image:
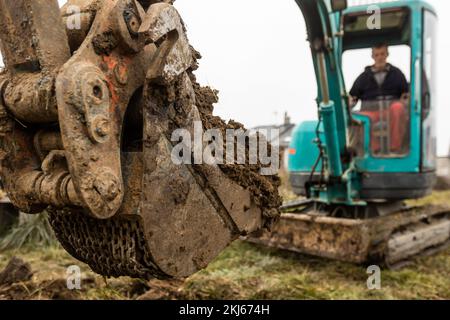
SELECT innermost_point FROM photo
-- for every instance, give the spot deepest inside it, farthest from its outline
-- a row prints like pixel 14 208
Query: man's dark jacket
┄┄┄┄┄┄┄┄┄┄┄┄┄┄┄┄┄┄┄┄
• GOAL OF THE EXERCISE: Can you repeat every record above exactly, apart from the pictures?

• THE COMPLETED TASK:
image:
SELECT innermost_point FROM photo
-- for every instance, give the spot deepest inside it, farthest from its outline
-- a row prints like pixel 14 208
Query: man's dark jacket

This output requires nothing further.